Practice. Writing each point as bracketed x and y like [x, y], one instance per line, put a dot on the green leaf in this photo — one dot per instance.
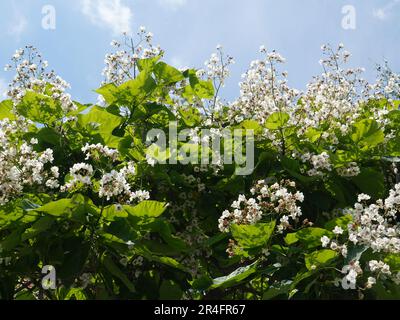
[100, 123]
[57, 208]
[371, 182]
[252, 236]
[202, 89]
[393, 260]
[167, 74]
[235, 278]
[341, 222]
[277, 120]
[311, 237]
[366, 133]
[190, 116]
[109, 93]
[76, 293]
[354, 253]
[170, 290]
[116, 272]
[39, 108]
[277, 289]
[43, 224]
[135, 91]
[320, 258]
[147, 64]
[251, 125]
[6, 110]
[147, 208]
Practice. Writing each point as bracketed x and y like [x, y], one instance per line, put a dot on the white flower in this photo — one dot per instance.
[325, 241]
[338, 230]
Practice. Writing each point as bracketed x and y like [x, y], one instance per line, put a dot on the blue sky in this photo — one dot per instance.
[189, 31]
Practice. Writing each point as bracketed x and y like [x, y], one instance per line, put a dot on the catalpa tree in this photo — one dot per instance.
[101, 199]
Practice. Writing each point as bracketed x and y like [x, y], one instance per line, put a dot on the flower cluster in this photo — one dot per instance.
[96, 151]
[20, 165]
[31, 75]
[374, 226]
[277, 199]
[122, 65]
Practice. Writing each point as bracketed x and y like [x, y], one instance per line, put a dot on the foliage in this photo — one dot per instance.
[76, 182]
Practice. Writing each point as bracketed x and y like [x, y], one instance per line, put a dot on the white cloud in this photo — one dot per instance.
[3, 89]
[173, 4]
[18, 26]
[112, 14]
[382, 13]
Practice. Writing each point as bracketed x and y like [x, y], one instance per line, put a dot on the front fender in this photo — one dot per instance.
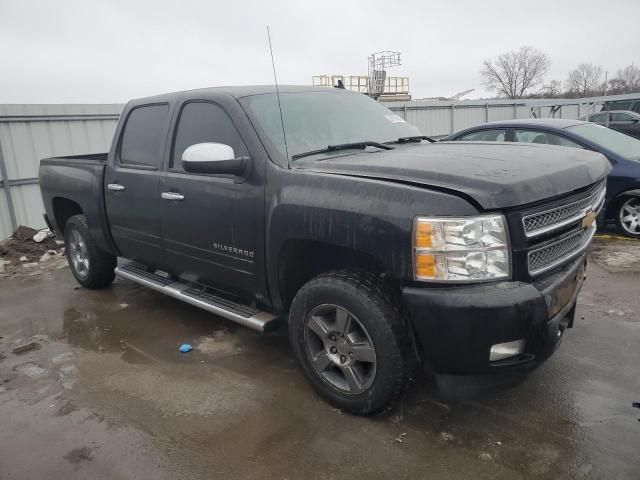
[371, 216]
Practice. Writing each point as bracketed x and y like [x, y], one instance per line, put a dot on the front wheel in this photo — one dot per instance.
[348, 335]
[628, 216]
[92, 267]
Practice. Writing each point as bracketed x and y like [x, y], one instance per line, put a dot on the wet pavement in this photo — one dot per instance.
[107, 395]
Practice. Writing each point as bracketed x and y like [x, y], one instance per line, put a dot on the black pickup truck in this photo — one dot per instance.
[383, 251]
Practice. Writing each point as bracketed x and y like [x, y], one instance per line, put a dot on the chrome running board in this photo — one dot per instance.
[189, 293]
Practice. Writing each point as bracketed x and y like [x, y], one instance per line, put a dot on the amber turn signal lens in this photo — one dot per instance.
[425, 265]
[423, 235]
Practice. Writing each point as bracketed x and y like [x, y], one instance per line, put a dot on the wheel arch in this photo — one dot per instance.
[300, 260]
[63, 209]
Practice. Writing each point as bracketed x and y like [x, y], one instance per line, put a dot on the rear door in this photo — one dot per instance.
[132, 179]
[212, 224]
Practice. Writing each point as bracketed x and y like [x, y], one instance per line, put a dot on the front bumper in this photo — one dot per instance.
[456, 326]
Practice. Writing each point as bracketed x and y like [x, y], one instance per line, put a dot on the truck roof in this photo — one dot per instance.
[240, 91]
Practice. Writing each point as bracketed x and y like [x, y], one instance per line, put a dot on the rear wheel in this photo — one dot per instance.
[92, 267]
[350, 339]
[628, 216]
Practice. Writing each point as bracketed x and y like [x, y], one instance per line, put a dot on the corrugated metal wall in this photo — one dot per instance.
[441, 118]
[29, 133]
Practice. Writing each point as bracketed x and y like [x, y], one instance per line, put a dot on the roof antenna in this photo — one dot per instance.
[275, 79]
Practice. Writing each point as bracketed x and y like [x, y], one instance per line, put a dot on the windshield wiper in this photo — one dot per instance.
[344, 146]
[415, 138]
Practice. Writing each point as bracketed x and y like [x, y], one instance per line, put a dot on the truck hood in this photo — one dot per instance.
[494, 175]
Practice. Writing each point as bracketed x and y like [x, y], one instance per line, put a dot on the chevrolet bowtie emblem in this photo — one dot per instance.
[589, 218]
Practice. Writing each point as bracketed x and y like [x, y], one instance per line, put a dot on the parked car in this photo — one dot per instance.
[622, 121]
[623, 183]
[382, 250]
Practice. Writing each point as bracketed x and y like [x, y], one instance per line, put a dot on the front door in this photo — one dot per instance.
[132, 181]
[211, 224]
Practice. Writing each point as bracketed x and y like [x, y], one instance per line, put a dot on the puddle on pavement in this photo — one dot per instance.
[114, 353]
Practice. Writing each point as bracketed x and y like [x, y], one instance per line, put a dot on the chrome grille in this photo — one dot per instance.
[560, 251]
[555, 218]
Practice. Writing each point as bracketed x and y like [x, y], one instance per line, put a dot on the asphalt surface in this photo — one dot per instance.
[106, 394]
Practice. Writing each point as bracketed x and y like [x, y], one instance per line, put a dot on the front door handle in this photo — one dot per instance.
[171, 196]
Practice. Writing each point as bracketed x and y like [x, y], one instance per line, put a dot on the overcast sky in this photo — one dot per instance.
[87, 51]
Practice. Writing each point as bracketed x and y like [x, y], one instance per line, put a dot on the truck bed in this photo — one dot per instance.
[100, 158]
[75, 184]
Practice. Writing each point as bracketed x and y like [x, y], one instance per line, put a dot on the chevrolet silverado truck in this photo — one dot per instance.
[382, 251]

WORK TO BE COMPLETED: Omit the pictures, and quote the material above exactly as given.

EXPECTED ANSWER:
Practice. Writing each point as bracketed x and y like [x, y], one instance per line, put a dot on the green leaf in this photo — one dot per instance.
[100, 123]
[57, 208]
[371, 182]
[252, 236]
[202, 89]
[393, 260]
[167, 74]
[235, 278]
[341, 222]
[277, 120]
[311, 237]
[366, 133]
[190, 116]
[109, 93]
[76, 293]
[354, 253]
[170, 290]
[116, 272]
[39, 108]
[277, 289]
[43, 224]
[135, 91]
[320, 258]
[147, 64]
[251, 125]
[6, 110]
[147, 208]
Practice. Writing each point as bracketed x and y like [x, y], one instance per line, put a dot on the white flower in this photo — one dot per instance.
[325, 241]
[338, 230]
Practice. Writing each point as bracketed x and y like [x, y], one instance per line, put a dot on the blue sky in this photo — one dot per instance.
[189, 31]
Practice. Writing each point as bracketed x and y like [x, y], one instance per line, put a dot on the catalpa tree in this photo — one dot per instance.
[101, 199]
Practice. Writing each point as bracketed x and y like [x, y], one instance per line, put a dot on the flower cluster in this photo — one dot per instance.
[96, 151]
[20, 165]
[31, 75]
[374, 226]
[277, 199]
[122, 65]
Practice. Writing each point as bracketed x and y like [x, y], one instance per line, put a dot on the foliage in this photo — one dot per instance.
[76, 182]
Practice. Writing each point as bracketed x and y like [x, y], one instance per line, put a dot on the white cloud in this photo — one dot per instance.
[3, 89]
[173, 4]
[18, 26]
[112, 14]
[382, 13]
Practice. Writing each point as bracketed x and y like [x, y], one instance per line, put a dot on the front fender in this photo — one dot per instance.
[371, 216]
Practice. Writing each point as bracketed x and y like [x, y], one instance per line, put a dot on the front wheel in this photo — one dot per instance.
[348, 335]
[628, 216]
[92, 267]
Practice. Writing each point as bracketed x and y like [x, y], one instance per line, put a dot on the wet pavement in this photo — one dot per instance.
[107, 395]
Practice. Writing each point as bracketed x and y like [x, y], one instance per line, put a dot on the black pickup truck in this photo — one dot per instance.
[383, 251]
Practice. Writing each point as bracketed x and y like [x, y], one instance per line, put a dot on the chrome running board in this photo — one dot per instance.
[189, 293]
Practice. Writing each point as bracketed x and y like [x, y], one instance per line, put a dot on the amber turn signal lens in this photo — one dot per instance.
[425, 265]
[423, 235]
Practice. Writing each point as bracketed x and y like [x, y], one instance per line, put a dot on the wheel arch in this photo — one dot per instance.
[300, 260]
[63, 209]
Practice. Writing each point as bracketed x and y like [x, y], one instance per line, put a dot on the rear door in this photo — one dot per instance.
[132, 179]
[212, 224]
Practice. Writing each point as bracketed x and y like [x, y], one instance per line, put a dot on the front bumper in this photo — one dot per instance.
[456, 326]
Practice. Writing each point as bracketed x and y like [x, y], one instance per line, put a dot on the truck roof in this photo — one dot per instance.
[240, 91]
Practice. Writing each point as bracketed x and y like [x, y], one instance per line, put a dot on the rear wheel in this photo — one dot per instance.
[92, 267]
[350, 339]
[628, 216]
Practice. Writing each point as bracketed x and y like [x, y], one instance per line, put a dot on the corrugated metal wall in this photo — one dot per instance.
[441, 118]
[29, 133]
Practice. Writing each point as bracketed x and y like [x, y], one instance per line, put a dot on the roof antenna in this photo — one dot per instance.
[275, 79]
Practice. Writing each point as bracketed x and y like [x, y], one instance per line, put a dot on the windshield wiper in this photo — one dot per instance.
[344, 146]
[415, 138]
Practice. Writing each point as bracketed x and y like [x, y], one instance per line, put a dot on the truck hood in this photo — one dot per instance.
[494, 175]
Practice. Writing each point as bracketed x and y like [x, y], one instance per line, put a dot on the chevrolet bowtie emblem in this photo — one dot per instance.
[589, 218]
Practice. Writing each point as bracketed x and y like [x, y], one instance per line, put a dot on the parked car in this photo — one dot per instance.
[622, 121]
[623, 183]
[382, 250]
Practice. Writing each point as bracketed x and y like [x, y], one instance per line, put a dot on the front door in this photo — one dot per instance.
[132, 181]
[211, 224]
Practice. Writing each point as bracketed x and y like [x, y], one instance per line, put a dot on the puddle on pavement in this photo — one dot per instance.
[114, 353]
Practice. Writing each point as bracketed x and y like [x, y], one instance per line, put a dot on the chrome grille in this photo — one dot per instance.
[560, 251]
[555, 218]
Practice. Writing each point as bracketed x and y like [x, y], one instance per line, put a dot on the asphalt surface in this photo — one dot per instance.
[106, 394]
Practice. Writing each point as bracketed x and y like [x, y], one instance per line, put a dot on the front door handle in this photo — one dot per instance.
[171, 196]
Practice. Writing each point as bracketed x and y like [x, y], one instance per line, put a dot on the overcast sky in this photo — one dot per instance.
[87, 51]
Practice. Writing each point as bracketed x and y like [x, y], one instance per line, put a dot on the truck bed in this photo — one dot per instance.
[100, 158]
[75, 184]
Practice. Writing each point as bracketed x and y like [x, y], one instance per line, put a dot on the chevrolet silverado truck in this photo — one dot per instance.
[382, 251]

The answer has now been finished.